WHAT NEEDS TO BE DONE =
Find the line that contains "For each instance of the woman's fingers, set". Output it and every line after it to the end of the records, exactly as they appear.

WORKING DATA =
********

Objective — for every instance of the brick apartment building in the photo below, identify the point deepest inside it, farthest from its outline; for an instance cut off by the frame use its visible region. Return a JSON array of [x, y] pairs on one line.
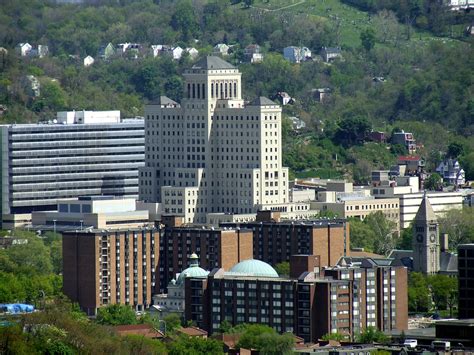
[[105, 267], [275, 241], [216, 247], [466, 280], [344, 299]]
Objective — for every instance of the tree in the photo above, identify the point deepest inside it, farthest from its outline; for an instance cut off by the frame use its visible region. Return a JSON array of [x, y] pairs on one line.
[[352, 130], [372, 335], [367, 37], [434, 182], [116, 314], [334, 336], [172, 321], [283, 268], [185, 345], [455, 150]]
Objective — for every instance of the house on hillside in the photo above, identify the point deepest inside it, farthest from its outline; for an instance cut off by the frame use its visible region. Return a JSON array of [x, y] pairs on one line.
[[88, 61], [23, 49], [329, 54], [284, 98], [252, 53], [221, 49], [451, 172], [106, 51], [321, 94], [296, 54], [193, 52]]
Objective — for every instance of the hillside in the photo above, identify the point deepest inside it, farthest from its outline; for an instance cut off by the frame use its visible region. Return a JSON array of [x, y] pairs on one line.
[[427, 87]]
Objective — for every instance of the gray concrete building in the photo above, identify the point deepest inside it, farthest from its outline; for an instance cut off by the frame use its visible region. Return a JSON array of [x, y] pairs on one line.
[[43, 163]]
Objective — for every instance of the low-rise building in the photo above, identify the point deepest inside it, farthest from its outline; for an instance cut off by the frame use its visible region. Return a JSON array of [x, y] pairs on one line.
[[296, 54], [329, 54], [98, 212]]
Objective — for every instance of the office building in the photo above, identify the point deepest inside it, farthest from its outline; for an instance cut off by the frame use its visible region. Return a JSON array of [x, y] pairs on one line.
[[98, 212], [213, 152], [216, 247], [441, 202], [44, 163], [345, 299], [466, 281], [275, 241], [103, 267]]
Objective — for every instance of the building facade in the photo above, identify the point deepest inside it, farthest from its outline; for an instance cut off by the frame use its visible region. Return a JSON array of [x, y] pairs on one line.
[[106, 267], [466, 280], [213, 152], [426, 246], [43, 163], [216, 247], [342, 300], [276, 241]]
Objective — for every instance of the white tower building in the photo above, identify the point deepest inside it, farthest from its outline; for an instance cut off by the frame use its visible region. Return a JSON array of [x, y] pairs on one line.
[[213, 152]]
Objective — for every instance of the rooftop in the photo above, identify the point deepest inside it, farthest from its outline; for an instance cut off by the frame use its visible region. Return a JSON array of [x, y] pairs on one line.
[[253, 267], [212, 62]]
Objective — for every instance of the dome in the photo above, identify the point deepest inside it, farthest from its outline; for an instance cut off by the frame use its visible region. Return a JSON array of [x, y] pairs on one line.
[[192, 271], [253, 267]]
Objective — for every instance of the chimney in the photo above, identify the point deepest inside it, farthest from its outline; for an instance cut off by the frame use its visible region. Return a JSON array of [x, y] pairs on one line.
[[444, 243]]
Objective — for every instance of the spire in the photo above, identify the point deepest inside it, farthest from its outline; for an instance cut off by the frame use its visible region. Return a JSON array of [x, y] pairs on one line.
[[425, 212]]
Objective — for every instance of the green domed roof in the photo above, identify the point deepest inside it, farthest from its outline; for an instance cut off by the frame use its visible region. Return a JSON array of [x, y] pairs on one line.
[[253, 267], [192, 271]]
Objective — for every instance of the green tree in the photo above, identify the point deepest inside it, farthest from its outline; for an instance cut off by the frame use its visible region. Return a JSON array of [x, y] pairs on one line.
[[367, 37], [334, 336], [418, 293], [372, 335], [116, 314], [283, 268], [434, 182]]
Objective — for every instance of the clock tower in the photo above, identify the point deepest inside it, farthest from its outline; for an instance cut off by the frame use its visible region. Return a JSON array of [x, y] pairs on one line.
[[426, 247]]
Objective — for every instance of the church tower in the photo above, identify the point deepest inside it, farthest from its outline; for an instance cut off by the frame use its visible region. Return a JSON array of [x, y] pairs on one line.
[[426, 247]]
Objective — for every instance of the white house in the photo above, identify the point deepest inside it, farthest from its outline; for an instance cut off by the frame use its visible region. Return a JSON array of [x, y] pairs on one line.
[[451, 172], [156, 49], [88, 61], [221, 49], [296, 54], [24, 49]]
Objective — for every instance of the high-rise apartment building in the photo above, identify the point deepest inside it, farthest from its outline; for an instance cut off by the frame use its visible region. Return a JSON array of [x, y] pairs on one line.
[[213, 152], [103, 267], [466, 280], [345, 299], [275, 241], [43, 163], [216, 247]]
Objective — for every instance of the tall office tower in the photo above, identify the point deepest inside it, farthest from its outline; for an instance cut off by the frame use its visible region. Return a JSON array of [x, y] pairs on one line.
[[426, 247], [213, 152], [84, 155], [466, 280]]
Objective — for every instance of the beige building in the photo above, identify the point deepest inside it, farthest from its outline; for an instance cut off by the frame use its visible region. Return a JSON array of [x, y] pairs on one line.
[[97, 212], [213, 152]]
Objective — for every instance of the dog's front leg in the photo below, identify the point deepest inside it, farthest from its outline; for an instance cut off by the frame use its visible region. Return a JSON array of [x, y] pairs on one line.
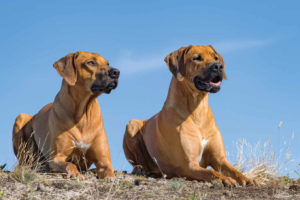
[[228, 170], [194, 171], [99, 153], [59, 164]]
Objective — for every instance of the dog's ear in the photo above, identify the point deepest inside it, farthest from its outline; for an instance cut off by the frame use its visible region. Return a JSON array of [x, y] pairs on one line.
[[222, 60], [175, 62], [66, 68]]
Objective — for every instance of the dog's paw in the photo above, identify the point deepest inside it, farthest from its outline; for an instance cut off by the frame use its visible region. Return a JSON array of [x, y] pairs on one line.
[[228, 182], [72, 172]]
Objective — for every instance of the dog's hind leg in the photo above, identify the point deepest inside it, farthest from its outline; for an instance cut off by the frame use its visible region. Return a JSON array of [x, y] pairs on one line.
[[136, 152], [24, 145]]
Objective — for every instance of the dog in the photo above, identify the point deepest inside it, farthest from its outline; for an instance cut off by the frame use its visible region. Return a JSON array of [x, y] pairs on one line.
[[182, 140], [69, 134]]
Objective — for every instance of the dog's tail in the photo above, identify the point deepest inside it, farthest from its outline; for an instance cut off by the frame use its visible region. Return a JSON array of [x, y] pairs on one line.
[[22, 132]]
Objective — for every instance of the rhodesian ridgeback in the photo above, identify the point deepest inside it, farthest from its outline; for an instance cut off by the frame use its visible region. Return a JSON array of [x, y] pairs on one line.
[[183, 139], [69, 133]]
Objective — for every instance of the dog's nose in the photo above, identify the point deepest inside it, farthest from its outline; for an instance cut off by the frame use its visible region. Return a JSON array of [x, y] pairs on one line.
[[216, 67], [114, 73]]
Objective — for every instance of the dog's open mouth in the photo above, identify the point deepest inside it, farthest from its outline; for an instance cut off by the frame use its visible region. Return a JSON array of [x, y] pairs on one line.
[[96, 89], [212, 85], [111, 86]]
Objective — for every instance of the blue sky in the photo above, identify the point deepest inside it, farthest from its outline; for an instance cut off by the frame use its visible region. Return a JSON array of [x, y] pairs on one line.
[[259, 41]]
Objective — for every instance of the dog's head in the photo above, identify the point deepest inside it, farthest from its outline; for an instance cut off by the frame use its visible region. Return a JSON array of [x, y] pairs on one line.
[[201, 67], [89, 71]]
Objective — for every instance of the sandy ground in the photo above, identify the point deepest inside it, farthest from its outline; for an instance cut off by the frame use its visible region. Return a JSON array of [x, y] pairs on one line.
[[126, 186]]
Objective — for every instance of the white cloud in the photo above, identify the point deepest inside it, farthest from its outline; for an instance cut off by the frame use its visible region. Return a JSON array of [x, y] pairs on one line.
[[130, 62], [238, 45]]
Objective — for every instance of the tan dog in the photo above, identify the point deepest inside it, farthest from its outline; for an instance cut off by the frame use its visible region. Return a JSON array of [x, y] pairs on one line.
[[69, 132], [183, 138]]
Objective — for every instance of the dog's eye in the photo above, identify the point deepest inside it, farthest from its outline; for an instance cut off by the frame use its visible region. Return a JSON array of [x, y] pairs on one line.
[[91, 62], [198, 58]]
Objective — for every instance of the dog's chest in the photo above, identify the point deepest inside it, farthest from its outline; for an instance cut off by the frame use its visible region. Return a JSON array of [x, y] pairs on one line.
[[203, 145], [81, 146]]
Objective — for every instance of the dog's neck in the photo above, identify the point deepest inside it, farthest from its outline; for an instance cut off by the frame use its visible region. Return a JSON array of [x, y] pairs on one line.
[[75, 103], [185, 101]]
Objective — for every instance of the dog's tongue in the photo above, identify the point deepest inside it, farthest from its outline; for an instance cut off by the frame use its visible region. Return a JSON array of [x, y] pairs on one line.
[[217, 84]]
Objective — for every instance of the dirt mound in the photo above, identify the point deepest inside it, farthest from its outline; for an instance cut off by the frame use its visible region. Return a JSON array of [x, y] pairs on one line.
[[126, 186]]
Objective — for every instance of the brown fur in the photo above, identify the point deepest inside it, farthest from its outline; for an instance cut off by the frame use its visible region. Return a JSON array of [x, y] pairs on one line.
[[73, 117], [171, 141]]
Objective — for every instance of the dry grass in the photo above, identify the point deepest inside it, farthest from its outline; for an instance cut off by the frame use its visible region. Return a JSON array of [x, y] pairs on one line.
[[263, 162]]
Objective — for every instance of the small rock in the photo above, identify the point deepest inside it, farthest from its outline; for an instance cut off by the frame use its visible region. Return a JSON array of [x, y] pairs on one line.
[[294, 187], [227, 193]]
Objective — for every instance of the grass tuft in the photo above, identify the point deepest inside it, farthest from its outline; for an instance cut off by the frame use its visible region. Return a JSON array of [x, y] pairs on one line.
[[261, 161]]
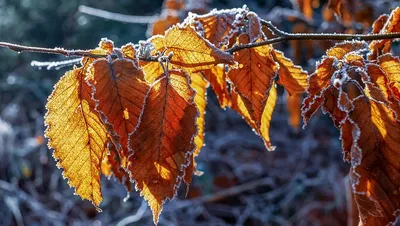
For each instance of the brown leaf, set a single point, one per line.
(217, 78)
(199, 84)
(375, 175)
(77, 134)
(321, 79)
(218, 26)
(163, 142)
(245, 108)
(191, 51)
(293, 104)
(111, 166)
(120, 91)
(291, 77)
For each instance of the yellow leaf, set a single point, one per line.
(120, 90)
(163, 142)
(76, 134)
(291, 77)
(217, 78)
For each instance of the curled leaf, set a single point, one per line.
(191, 51)
(120, 90)
(77, 134)
(163, 142)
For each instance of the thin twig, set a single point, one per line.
(282, 37)
(61, 51)
(55, 64)
(116, 16)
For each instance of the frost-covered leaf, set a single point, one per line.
(120, 90)
(244, 107)
(77, 134)
(111, 166)
(199, 84)
(191, 51)
(219, 26)
(164, 141)
(291, 77)
(293, 104)
(217, 78)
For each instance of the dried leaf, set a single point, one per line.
(152, 70)
(217, 78)
(111, 166)
(375, 175)
(244, 107)
(321, 79)
(163, 142)
(191, 51)
(120, 91)
(293, 104)
(77, 134)
(218, 26)
(199, 84)
(254, 27)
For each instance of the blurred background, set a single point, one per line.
(301, 183)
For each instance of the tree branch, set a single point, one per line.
(61, 51)
(282, 37)
(116, 16)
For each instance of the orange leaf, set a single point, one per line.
(254, 75)
(164, 22)
(120, 90)
(217, 78)
(191, 51)
(218, 26)
(375, 154)
(111, 165)
(163, 142)
(199, 84)
(152, 70)
(391, 66)
(292, 77)
(293, 104)
(76, 134)
(254, 27)
(320, 80)
(379, 23)
(381, 84)
(244, 107)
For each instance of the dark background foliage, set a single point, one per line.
(301, 183)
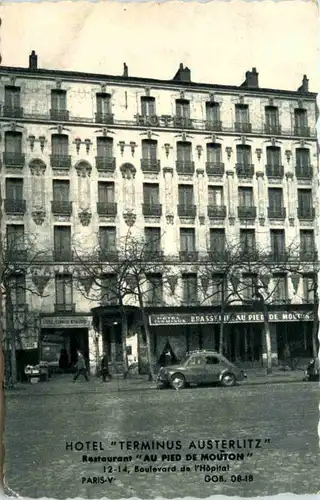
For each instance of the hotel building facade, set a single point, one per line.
(85, 157)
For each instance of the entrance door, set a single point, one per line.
(212, 369)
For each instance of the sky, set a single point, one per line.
(219, 40)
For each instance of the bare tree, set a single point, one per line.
(126, 274)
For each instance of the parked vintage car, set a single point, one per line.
(200, 367)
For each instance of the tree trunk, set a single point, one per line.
(124, 334)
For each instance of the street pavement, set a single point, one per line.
(281, 411)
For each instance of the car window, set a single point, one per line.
(212, 360)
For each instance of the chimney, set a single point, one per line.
(33, 61)
(304, 89)
(183, 74)
(251, 81)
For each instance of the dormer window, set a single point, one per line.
(104, 108)
(59, 110)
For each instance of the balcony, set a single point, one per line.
(275, 171)
(217, 211)
(105, 118)
(148, 120)
(308, 256)
(62, 162)
(64, 308)
(61, 207)
(247, 213)
(106, 208)
(106, 255)
(306, 213)
(12, 111)
(213, 125)
(302, 131)
(185, 167)
(187, 210)
(14, 206)
(214, 168)
(182, 122)
(59, 115)
(243, 127)
(277, 213)
(13, 159)
(244, 170)
(105, 163)
(188, 256)
(62, 256)
(272, 129)
(154, 209)
(304, 172)
(150, 165)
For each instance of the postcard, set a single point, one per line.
(159, 254)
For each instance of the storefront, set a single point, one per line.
(62, 336)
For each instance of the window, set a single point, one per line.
(62, 243)
(15, 238)
(218, 288)
(305, 203)
(17, 289)
(182, 108)
(187, 240)
(104, 147)
(149, 150)
(60, 145)
(184, 152)
(307, 246)
(14, 189)
(214, 153)
(245, 197)
(154, 289)
(107, 239)
(213, 113)
(58, 100)
(61, 190)
(189, 288)
(277, 237)
(247, 240)
(276, 202)
(186, 195)
(12, 97)
(244, 155)
(273, 156)
(308, 287)
(13, 142)
(103, 102)
(272, 119)
(109, 289)
(280, 288)
(151, 194)
(300, 121)
(148, 106)
(152, 238)
(64, 292)
(248, 286)
(218, 241)
(215, 196)
(106, 192)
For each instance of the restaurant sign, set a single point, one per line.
(212, 318)
(66, 321)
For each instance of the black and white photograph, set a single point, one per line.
(159, 249)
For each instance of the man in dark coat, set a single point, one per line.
(81, 367)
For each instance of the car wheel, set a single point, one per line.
(178, 381)
(228, 380)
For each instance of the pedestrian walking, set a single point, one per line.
(105, 367)
(81, 367)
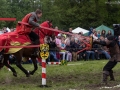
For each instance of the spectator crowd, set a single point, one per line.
(67, 47)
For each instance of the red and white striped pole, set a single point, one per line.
(44, 55)
(54, 63)
(43, 72)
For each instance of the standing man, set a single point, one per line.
(115, 57)
(28, 23)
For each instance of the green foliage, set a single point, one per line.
(63, 13)
(82, 75)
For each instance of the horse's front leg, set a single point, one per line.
(6, 57)
(18, 63)
(35, 65)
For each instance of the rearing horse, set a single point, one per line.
(27, 52)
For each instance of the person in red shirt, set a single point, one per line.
(29, 22)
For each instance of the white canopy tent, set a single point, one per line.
(78, 29)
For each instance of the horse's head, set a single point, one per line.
(47, 24)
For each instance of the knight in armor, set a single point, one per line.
(114, 50)
(28, 23)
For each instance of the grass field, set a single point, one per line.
(82, 75)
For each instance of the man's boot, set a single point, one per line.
(105, 75)
(111, 76)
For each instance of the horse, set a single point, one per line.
(26, 52)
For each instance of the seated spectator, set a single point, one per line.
(52, 51)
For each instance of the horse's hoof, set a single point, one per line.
(15, 74)
(31, 73)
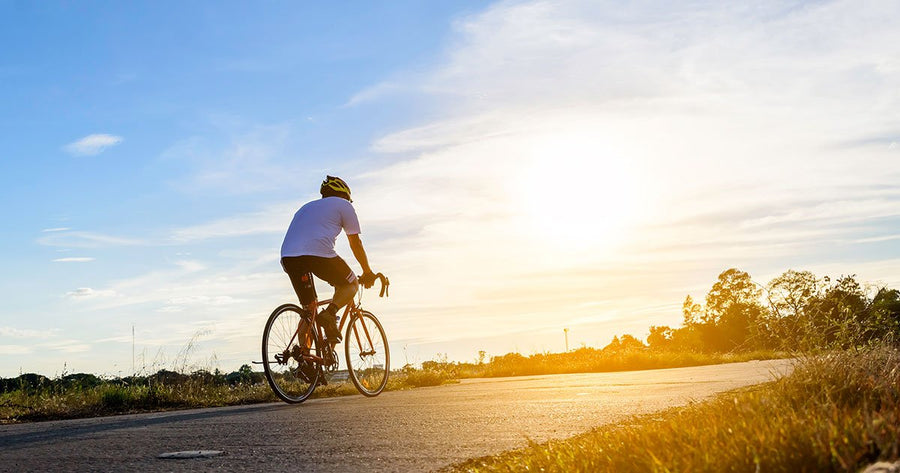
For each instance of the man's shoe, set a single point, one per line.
(329, 323)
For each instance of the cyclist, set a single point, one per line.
(309, 248)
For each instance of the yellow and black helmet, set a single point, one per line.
(335, 184)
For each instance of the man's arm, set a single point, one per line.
(359, 252)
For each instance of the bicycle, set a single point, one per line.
(296, 357)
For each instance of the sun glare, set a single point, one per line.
(576, 194)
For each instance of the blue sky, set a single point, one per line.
(519, 167)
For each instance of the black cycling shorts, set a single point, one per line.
(334, 271)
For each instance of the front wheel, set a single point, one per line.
(289, 349)
(367, 354)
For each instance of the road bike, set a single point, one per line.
(297, 356)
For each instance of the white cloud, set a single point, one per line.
(66, 238)
(88, 293)
(722, 131)
(375, 92)
(24, 333)
(16, 350)
(272, 219)
(92, 145)
(75, 259)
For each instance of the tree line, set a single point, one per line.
(796, 311)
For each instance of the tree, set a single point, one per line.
(660, 337)
(735, 317)
(734, 287)
(693, 312)
(837, 315)
(792, 295)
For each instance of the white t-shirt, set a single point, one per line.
(316, 225)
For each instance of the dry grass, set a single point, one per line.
(838, 412)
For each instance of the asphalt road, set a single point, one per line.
(418, 430)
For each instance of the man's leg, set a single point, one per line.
(336, 272)
(343, 294)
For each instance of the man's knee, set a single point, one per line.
(345, 293)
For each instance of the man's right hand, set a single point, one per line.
(367, 279)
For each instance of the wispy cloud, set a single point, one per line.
(88, 293)
(74, 259)
(13, 332)
(271, 219)
(92, 145)
(703, 121)
(77, 239)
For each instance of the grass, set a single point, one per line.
(838, 412)
(57, 400)
(591, 360)
(76, 396)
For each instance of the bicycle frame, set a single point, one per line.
(350, 312)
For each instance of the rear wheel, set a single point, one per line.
(287, 345)
(367, 353)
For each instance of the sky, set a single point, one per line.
(519, 167)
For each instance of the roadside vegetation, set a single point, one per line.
(835, 412)
(32, 397)
(795, 314)
(839, 410)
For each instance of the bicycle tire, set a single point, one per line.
(367, 354)
(293, 378)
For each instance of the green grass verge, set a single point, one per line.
(837, 412)
(55, 402)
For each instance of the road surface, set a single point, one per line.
(418, 430)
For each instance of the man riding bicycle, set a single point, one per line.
(308, 247)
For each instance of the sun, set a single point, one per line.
(576, 193)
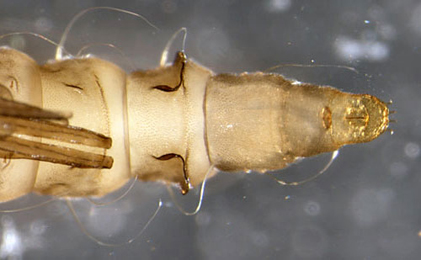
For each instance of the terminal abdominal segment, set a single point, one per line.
(83, 127)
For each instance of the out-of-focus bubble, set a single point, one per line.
(309, 242)
(412, 150)
(348, 49)
(276, 6)
(17, 42)
(398, 170)
(169, 6)
(43, 25)
(260, 239)
(415, 20)
(312, 208)
(369, 206)
(38, 227)
(203, 218)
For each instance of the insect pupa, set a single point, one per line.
(170, 124)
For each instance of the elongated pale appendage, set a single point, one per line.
(170, 124)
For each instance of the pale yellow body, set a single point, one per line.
(170, 124)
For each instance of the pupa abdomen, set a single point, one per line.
(170, 124)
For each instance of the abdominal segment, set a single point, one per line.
(83, 127)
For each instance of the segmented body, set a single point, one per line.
(168, 124)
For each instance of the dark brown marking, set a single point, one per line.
(186, 185)
(327, 117)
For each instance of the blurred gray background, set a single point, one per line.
(366, 206)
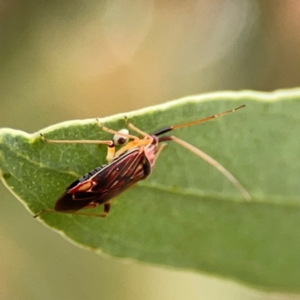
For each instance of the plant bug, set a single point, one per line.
(134, 161)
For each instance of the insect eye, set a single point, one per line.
(121, 139)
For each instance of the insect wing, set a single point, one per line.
(105, 184)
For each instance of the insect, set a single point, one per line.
(134, 161)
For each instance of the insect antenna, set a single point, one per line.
(173, 127)
(200, 153)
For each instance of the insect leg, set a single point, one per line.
(105, 142)
(103, 215)
(211, 161)
(133, 128)
(129, 136)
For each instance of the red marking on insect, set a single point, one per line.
(133, 162)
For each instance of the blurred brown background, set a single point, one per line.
(62, 60)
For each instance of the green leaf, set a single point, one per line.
(186, 214)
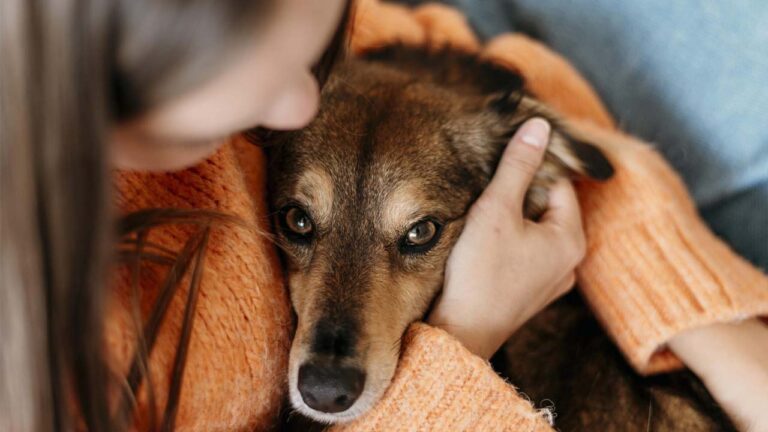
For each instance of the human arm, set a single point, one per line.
(732, 361)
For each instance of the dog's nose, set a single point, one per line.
(330, 389)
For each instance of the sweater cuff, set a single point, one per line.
(653, 268)
(440, 385)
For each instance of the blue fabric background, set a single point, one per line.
(689, 76)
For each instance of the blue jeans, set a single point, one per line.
(689, 76)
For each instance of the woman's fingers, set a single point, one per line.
(518, 164)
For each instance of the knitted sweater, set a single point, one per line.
(652, 270)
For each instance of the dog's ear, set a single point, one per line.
(580, 157)
(566, 150)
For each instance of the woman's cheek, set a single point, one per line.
(158, 158)
(296, 106)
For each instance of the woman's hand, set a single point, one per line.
(732, 361)
(504, 268)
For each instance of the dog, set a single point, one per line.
(368, 200)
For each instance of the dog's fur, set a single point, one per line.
(404, 137)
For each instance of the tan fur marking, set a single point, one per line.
(315, 187)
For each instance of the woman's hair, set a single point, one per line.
(69, 71)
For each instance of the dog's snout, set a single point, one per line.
(335, 340)
(330, 389)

********

WRITTEN REPLY =
For each instance of the woman's fingers, set a single point, one per line.
(518, 164)
For each instance of the knitted sweater, set a single point, one per line.
(652, 270)
For each instance of the dog's ear, set a single point, one per line.
(580, 157)
(566, 150)
For each instance of the woman's cheek, set a single point, one per line.
(158, 158)
(296, 106)
For each instance of the woman's hand, set a single point, one per line.
(732, 361)
(504, 268)
For each instance of the dog, set a single point, one per line.
(368, 200)
For each instance of the dog's fur, set a single point, one per line.
(404, 137)
For each instance of the tan fur marking, set a single point, one per line.
(315, 187)
For each instance of the woman's hair, set a single point, one per line.
(69, 71)
For each instance of the dog's snout, set a single point, one per line.
(335, 340)
(330, 389)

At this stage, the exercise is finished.